> **Aim of the exercise**
Copy out the entire chickpea, peanut, and spinach recipe text below word for word, keeping every line in its original order.

+++ Text provided

Description
Made with chickpeas, peanuts, and spinach, this recipe is loaded with protein and vitamin C! I added some chili crisp oil to the top for an extra punch of heat. Served over coconut rice, this dish is creamy, savory, and filling.
Ingredients
Scale
- 1 Tbsp extra virgin olive oil or coconut oil
- 1 (14 oz.) can chickpeas (drained and rinsed)
- 2 Tbsp red curry paste
- 2 Tbsp raw cane sugar
- 3 cloves garlic smashed and diced
- 1 (14 oz.) can full-fat coconut milk
- 2 Tbsp natural peanut butter
- 2 Tbsp liquid aminos
- 2 cups fresh spinach (roughly chopped)

++++++
+++ Records

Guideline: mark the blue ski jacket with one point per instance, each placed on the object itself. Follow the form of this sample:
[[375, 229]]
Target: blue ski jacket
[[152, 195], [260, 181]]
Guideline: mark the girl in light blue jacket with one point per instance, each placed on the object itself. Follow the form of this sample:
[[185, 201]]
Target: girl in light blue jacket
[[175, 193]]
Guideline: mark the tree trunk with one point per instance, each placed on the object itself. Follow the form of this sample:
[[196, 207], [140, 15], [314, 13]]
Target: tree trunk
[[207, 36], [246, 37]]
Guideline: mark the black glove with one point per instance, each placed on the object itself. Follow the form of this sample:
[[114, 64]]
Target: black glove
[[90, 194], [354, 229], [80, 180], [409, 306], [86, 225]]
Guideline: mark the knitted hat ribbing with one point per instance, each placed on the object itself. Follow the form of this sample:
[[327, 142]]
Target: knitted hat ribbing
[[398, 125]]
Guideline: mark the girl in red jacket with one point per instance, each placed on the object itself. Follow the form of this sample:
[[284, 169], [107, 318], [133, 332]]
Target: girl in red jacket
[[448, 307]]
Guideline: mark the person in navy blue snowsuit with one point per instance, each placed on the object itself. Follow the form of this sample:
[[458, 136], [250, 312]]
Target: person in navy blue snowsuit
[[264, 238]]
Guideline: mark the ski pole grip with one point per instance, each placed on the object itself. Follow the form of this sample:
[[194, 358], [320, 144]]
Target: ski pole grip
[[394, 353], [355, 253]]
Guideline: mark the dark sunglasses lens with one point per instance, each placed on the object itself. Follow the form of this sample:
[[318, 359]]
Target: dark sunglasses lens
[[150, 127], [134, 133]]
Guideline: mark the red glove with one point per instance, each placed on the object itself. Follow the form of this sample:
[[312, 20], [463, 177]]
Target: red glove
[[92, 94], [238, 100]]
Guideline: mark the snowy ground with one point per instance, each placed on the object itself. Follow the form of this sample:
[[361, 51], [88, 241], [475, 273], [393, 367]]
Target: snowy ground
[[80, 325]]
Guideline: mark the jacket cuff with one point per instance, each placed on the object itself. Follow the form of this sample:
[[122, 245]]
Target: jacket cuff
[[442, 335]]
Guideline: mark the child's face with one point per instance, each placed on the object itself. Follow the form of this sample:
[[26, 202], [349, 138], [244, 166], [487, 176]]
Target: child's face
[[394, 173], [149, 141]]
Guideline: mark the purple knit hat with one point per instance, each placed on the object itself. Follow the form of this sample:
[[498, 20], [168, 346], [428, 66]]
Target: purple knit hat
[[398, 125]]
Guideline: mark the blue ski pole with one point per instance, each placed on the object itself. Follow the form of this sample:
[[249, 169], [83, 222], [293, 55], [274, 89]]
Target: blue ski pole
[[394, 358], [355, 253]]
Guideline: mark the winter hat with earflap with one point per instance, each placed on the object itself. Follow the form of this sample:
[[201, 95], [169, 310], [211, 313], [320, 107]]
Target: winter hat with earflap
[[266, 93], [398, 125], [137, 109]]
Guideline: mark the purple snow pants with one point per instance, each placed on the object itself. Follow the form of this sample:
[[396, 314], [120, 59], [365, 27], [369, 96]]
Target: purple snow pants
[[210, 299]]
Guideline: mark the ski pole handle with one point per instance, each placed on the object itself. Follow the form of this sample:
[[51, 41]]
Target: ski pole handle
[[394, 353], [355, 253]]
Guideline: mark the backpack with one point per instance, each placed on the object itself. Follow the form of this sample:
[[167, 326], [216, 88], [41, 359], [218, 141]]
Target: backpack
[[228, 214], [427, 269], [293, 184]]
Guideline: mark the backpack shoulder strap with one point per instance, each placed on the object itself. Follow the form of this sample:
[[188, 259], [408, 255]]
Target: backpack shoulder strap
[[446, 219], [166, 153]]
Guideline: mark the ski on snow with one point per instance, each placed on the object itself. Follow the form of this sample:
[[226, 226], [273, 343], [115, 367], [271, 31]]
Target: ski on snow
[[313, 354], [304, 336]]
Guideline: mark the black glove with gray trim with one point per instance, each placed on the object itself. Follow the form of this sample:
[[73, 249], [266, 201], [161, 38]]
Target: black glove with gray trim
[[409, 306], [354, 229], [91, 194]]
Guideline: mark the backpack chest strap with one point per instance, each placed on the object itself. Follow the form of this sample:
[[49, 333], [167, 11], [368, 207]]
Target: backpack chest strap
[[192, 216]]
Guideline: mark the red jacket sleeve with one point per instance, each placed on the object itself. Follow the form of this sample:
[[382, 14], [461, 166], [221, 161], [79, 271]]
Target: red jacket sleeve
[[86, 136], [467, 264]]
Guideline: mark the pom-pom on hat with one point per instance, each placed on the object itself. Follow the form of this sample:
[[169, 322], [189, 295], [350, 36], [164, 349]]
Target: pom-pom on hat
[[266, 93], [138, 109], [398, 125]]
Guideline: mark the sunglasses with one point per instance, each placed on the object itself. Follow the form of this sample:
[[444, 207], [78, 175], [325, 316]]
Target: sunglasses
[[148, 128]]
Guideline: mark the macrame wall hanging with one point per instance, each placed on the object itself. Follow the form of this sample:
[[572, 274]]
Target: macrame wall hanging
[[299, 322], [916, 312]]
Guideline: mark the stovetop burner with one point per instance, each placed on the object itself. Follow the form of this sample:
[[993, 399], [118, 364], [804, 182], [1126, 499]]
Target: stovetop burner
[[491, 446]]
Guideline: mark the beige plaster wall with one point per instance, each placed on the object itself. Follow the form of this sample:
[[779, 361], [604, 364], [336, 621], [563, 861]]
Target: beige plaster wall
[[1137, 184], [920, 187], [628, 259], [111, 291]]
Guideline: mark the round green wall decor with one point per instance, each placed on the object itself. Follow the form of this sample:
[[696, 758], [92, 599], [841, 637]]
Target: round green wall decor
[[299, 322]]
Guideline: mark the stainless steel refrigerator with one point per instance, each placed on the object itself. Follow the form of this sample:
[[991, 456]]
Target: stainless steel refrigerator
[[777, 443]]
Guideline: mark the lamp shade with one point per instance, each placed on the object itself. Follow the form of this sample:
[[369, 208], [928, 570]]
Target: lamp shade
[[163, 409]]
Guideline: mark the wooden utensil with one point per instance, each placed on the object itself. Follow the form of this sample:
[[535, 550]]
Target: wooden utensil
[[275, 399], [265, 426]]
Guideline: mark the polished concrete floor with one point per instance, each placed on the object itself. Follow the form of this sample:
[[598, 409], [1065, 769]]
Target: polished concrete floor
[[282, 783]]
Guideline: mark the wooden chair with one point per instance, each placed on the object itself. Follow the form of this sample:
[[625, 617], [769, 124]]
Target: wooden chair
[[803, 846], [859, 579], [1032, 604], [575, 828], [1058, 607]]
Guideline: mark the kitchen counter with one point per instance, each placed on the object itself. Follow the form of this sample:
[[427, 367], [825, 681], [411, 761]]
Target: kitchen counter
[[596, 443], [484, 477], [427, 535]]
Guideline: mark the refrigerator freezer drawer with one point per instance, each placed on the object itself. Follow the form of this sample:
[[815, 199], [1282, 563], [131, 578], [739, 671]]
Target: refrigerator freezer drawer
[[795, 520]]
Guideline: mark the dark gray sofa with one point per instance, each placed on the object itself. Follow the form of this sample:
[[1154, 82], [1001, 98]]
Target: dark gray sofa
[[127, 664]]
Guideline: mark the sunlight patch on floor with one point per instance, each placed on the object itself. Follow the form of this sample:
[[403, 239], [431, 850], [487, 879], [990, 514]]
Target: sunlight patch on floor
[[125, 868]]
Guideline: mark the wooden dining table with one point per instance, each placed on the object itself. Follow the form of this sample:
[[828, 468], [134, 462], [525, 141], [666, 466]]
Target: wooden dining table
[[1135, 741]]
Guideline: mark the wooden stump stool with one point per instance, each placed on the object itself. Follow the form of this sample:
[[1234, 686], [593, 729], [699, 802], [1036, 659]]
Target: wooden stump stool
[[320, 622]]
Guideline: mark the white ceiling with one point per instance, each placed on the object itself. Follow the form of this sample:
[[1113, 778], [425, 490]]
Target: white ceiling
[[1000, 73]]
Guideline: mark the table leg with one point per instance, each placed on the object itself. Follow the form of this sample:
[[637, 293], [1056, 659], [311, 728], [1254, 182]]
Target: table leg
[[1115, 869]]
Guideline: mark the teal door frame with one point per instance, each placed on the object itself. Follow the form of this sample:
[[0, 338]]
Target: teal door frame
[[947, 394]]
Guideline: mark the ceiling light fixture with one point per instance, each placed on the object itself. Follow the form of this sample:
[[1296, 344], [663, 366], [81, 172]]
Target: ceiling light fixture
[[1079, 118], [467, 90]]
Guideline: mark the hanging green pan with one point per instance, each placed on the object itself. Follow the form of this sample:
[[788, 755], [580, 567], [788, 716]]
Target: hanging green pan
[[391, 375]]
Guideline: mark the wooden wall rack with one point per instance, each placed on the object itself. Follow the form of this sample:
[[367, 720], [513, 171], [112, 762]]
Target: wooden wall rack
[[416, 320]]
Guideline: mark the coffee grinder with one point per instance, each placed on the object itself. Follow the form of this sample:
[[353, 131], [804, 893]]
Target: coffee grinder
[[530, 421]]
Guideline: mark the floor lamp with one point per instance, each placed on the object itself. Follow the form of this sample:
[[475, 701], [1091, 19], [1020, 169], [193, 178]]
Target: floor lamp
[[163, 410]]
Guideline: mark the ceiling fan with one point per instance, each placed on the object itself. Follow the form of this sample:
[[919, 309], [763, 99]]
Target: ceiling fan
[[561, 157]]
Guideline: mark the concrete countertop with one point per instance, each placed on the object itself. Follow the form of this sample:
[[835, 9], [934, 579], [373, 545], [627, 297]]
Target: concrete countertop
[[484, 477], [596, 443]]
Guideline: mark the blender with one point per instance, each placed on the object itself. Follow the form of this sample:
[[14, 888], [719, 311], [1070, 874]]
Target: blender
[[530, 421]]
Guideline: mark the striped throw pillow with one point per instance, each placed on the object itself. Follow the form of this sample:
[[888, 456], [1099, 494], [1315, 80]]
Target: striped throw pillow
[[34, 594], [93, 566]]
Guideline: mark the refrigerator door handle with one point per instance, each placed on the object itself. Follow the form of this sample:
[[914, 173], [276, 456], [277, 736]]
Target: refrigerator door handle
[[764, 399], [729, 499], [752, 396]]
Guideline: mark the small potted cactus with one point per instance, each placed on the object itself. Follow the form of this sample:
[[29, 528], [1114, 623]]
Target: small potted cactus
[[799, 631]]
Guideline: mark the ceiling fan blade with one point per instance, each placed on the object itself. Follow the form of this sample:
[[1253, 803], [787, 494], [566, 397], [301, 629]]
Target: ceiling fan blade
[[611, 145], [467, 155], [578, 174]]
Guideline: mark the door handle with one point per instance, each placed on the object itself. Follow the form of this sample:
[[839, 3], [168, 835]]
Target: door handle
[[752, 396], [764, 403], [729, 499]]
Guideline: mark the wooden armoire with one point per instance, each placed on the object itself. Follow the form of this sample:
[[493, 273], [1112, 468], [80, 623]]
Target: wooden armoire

++++++

> **Answer space**
Description
Made with chickpeas, peanuts, and spinach, this recipe is loaded with protein and vitamin C! I added some chili crisp oil to the top for an extra punch of heat. Served over coconut rice, this dish is creamy, savory, and filling.
Ingredients
Scale
- 1 Tbsp extra virgin olive oil or coconut oil
- 1 (14 oz.) can chickpeas (drained and rinsed)
- 2 Tbsp red curry paste
- 2 Tbsp raw cane sugar
- 3 cloves garlic smashed and diced
- 1 (14 oz.) can full-fat coconut milk
- 2 Tbsp natural peanut butter
- 2 Tbsp liquid aminos
- 2 cups fresh spinach (roughly chopped)